# Orden de trabajo
En el texto sobre Hugo Haas que aparece abajo, identifica las labores que un mismo grupo de profesionales realizaba en esas historias y enuméralas, por favor.

# Bloque de texto
::::

The White Disease (Hugo Haas)

Antes de que John Cassavetes inaugurara lo que la crítica especializada etiquetó como Cine Independiente norteamericano, en los cincuenta ya ciertos nombres cimentaron los mimbres de este movimiento a través de una serie de historias producidas, dirigidas e interpretadas por el mismo grupo de profesionales, convertidos más en familia o amigos que en colegas de profesión, alejados en cierto modo de la producción en serie de los grandes estudios. Entre ellos, uno de los nombres más destacados fue Hugo Haas, un actor de origen checo que produjo a lo largo de los cincuenta una serie de películas —en su mayor parte pertenecientes al género negro— que contenían todos los paradigmas que posteriormente amasarían Cassavetes y otros cineastas norteamericanos durante los sesenta.

::::

[Elementos de una fuente de datos]
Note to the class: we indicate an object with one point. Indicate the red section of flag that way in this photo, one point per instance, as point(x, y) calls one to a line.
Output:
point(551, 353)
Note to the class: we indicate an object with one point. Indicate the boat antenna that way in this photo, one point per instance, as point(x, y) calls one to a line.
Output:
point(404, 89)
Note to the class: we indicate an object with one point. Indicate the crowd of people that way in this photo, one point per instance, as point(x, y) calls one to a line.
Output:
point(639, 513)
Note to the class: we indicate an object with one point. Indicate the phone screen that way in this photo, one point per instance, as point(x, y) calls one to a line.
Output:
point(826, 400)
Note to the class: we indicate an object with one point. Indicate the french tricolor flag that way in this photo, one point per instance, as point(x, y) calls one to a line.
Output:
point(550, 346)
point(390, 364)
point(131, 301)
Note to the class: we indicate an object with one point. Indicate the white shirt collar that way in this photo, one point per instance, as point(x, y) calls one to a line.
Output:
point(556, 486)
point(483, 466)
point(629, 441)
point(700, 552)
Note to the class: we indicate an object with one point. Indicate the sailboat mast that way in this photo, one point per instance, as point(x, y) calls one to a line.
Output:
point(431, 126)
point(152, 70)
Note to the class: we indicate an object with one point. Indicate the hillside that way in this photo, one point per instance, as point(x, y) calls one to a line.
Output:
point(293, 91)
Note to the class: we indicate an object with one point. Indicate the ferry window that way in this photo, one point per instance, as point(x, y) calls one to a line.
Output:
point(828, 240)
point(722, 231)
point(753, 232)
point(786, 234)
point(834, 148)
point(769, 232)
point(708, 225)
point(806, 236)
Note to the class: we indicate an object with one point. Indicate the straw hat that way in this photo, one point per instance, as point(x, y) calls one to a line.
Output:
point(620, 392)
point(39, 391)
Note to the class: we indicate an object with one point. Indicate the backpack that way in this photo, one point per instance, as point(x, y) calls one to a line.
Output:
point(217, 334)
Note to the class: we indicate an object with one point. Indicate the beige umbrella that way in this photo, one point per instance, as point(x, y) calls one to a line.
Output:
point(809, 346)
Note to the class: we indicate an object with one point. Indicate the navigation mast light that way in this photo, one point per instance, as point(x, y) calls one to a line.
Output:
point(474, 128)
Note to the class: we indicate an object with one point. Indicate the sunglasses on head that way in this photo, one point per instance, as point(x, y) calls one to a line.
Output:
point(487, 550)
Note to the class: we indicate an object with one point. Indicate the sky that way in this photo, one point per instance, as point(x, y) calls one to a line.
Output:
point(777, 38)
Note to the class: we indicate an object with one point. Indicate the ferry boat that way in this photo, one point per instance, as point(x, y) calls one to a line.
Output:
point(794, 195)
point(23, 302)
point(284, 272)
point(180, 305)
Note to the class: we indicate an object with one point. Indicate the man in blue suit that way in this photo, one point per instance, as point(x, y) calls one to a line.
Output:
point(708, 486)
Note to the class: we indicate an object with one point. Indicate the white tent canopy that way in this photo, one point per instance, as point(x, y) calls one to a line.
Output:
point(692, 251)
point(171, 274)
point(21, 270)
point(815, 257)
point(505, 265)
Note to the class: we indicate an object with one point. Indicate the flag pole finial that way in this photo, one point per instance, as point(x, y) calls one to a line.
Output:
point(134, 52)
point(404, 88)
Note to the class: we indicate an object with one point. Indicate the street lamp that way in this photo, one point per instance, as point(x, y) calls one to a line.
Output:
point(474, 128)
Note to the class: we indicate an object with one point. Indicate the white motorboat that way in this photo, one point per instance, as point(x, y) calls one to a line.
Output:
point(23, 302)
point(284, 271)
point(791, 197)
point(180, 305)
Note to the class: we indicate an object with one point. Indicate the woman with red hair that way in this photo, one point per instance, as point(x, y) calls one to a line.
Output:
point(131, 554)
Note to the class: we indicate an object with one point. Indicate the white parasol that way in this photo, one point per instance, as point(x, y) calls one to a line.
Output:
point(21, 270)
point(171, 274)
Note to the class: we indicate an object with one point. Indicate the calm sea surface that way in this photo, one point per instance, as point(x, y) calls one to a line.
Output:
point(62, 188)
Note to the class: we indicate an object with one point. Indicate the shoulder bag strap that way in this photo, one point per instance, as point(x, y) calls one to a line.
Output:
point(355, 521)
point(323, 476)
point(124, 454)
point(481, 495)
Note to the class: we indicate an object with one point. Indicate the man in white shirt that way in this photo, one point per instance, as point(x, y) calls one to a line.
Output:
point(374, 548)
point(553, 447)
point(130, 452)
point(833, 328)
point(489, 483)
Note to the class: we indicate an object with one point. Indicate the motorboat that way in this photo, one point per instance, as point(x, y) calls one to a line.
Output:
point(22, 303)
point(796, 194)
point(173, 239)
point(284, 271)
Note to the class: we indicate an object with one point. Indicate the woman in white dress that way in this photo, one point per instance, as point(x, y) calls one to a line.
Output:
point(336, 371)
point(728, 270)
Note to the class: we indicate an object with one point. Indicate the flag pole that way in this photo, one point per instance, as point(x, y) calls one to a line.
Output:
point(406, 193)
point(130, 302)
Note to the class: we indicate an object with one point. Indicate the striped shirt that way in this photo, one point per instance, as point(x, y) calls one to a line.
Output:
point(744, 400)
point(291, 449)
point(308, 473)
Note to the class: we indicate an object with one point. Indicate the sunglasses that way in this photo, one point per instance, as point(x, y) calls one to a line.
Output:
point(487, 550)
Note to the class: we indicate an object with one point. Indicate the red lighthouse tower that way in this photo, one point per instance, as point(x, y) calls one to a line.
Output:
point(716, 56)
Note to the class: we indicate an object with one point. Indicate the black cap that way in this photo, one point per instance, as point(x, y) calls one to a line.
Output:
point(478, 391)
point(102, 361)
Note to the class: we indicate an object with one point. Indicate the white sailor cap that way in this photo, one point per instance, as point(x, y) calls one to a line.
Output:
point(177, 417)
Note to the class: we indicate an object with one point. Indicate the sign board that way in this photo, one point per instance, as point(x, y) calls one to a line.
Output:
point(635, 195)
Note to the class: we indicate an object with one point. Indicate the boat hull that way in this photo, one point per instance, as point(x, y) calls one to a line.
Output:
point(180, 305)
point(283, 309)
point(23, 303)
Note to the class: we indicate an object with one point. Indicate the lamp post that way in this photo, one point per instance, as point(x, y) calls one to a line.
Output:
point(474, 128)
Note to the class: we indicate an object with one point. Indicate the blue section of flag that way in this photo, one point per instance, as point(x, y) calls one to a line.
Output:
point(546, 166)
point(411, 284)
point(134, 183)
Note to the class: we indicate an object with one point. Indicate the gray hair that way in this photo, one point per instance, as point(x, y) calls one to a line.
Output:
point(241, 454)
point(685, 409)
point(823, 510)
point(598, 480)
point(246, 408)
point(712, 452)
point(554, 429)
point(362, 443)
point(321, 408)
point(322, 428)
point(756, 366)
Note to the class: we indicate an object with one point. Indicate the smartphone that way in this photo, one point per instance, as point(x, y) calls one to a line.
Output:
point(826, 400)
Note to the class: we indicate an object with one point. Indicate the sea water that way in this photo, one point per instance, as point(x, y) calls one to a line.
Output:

::::

# Resultado
Producir, dirigir e interpretar.